WHAT YOU WILL DO:
In the entries below, substitute "garden chair" for every occurrence of "patio chair" and leave everything else as it is. Omit the pictures from your reproduction.

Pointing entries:
▼▼▼

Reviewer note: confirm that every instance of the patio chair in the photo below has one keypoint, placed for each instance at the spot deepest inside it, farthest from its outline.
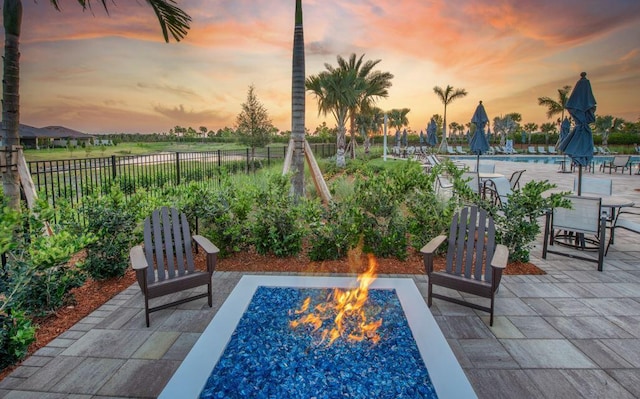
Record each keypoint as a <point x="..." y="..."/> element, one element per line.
<point x="594" y="185"/>
<point x="619" y="162"/>
<point x="514" y="180"/>
<point x="583" y="227"/>
<point x="473" y="182"/>
<point x="627" y="219"/>
<point x="165" y="264"/>
<point x="473" y="266"/>
<point x="487" y="167"/>
<point x="498" y="190"/>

▲▲▲

FINISHED TASK:
Reviewer note: confirm that every instance of the garden chair in the photo below has one keypoint, placed for each instance at the spot deepest inside it, farthest from its outline.
Record each keypoint as a <point x="..." y="..."/> element, one element per line.
<point x="594" y="185"/>
<point x="619" y="162"/>
<point x="514" y="180"/>
<point x="583" y="227"/>
<point x="473" y="182"/>
<point x="627" y="219"/>
<point x="165" y="264"/>
<point x="473" y="266"/>
<point x="487" y="167"/>
<point x="498" y="190"/>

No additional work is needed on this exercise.